━━━ PASSAGE ━━━

# Person Service — Living Specification
> **Source of truth.** This document is the canonical artefact for the
> Person Service crate. When code and spec disagree, the spec wins —
> open a task in §13 to bring the code in line, do not silently rewrite
> the spec.
>
> **Three-part PRs.** A behavioural change is one PR: spec edit + code
> edit + test edit. See [`AGENTS/spec-driven-development.md`](AGENTS/spec-driven-development.md).
For shared infrastructure (web tier, technology stack, observability,
compliance), see the project-root [`spec.md`](../spec.md),
[`AGENTS.md`](../AGENTS.md), and [`agents/share/*`](../agents/share/).
For per-crate reference detail (architecture, model field tables,
matching constants), see [`AGENTS/`](AGENTS/).
## Table of contents
1. [Purpose and Vision](#1-purpose-and-vision)
2. [Scope](#2-scope)
3. [Stakeholders and Users](#3-stakeholders-and-users)
4. [Glossary](#4-glossary)
5. [Domain Model](#5-domain-model)
6. [Functional Requirements](#6-functional-requirements)
7. [Non-Functional Requirements](#7-non-functional-requirements)
8. [Architecture](#8-architecture)
9. [API Surface](#9-api-surface)
10. [Persistence](#10-persistence)
11. [Testing Strategy](#11-testing-strategy)
12. [Compliance](#12-compliance)
13. [Tasks](#13-tasks)
14. [Implementation Status](#14-implementation-status)
15. [Roadmap](#15-roadmap)
16. [Open Questions](#16-open-questions)
17. [References](#17-references)
18. [Change Control](#18-change-control)
## 1. Purpose and Vision
### 1.1 Purpose
The Person Service is a general-purpose centralised registry of
**person identities**. It sits alongside the more domain-specific
[Worker](../worker-service-rust-crate/) index and gives callers one
canonical record per real-world person regardless of how many source
systems hold a shard of that identity. It is healthcare-aware (tax ID,
identity documents, emergency contacts) so it can stand in as a patient
registry where a dedicated clinical index is not warranted.

━━━ EXTRACTED INFORMATION ━━━

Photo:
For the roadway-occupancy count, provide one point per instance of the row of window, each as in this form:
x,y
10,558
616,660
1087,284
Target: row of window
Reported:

━━━
━━━ EXTRACTED INFORMATION ━━━

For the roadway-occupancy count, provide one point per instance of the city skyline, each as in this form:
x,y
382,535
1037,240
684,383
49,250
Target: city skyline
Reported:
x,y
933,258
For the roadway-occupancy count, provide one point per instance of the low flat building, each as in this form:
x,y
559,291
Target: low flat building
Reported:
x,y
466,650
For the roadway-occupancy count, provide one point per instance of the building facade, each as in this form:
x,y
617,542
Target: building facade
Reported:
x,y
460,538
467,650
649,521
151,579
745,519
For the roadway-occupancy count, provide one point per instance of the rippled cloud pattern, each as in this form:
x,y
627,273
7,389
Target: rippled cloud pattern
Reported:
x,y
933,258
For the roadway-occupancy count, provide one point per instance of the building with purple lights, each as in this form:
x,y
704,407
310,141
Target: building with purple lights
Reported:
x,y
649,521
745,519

━━━

→ TASKS TO COMPLETE
(1) Which areas of shared infrastructure does the Person Service specification say are covered in the project-root documents?
(2) Pick up the Person Service specification after its last sentence and keep writing it.

→ EXERCISE ANSWERS
(1) Web tier, technology stack, observability, compliance

(2)
### 1.2 Vision
A single, healthcare-aware person identity surface that:
- Carries every field the patient index does (tax ID, identity documents,
emergency contacts) so it can stand in as a patient index where a full
healthcare deployment is not warranted.
- Matches probabilistically and deterministically against arbitrary
input, returning ranked candidates with per-component score breakdowns.
- Detects duplicates in real time on create *and* in batch on demand,
routing them through a review queue with auto-merge for high-confidence
matches.
- Emits HIPAA-grade audit logs and event-streaming records for every
CRUD / merge / link operation.
### 1.3 Non-goals
- **Not** a system of record for clinical encounters, observations, or
conditions — link out to the EHR or to the patient index.
- **Not** a workforce credentialing system — use the Worker Service.
- **Not** an authentication / authorisation provider — JWT middleware
is planned (§15) but identity proofing is out of scope.
## 2. Scope
### 2.1 In scope
- Person identity CRUD with soft delete and full audit trail.
- Multiple identifiers per record (MRN, SSN, DL, NPI, PPN, TAX, Other).
- Identity documents (passport, driver's licence, national ID, …).
- Multiple addresses, telecom contacts, emergency contacts.
- Probabilistic + deterministic matching with configurable weights.
- Tantivy-backed full-text + fuzzy + phonetic search.
- Real-time + batch duplicate detection with review queue + auto-merge.
- Record merging with link tracking and transferred-data snapshots.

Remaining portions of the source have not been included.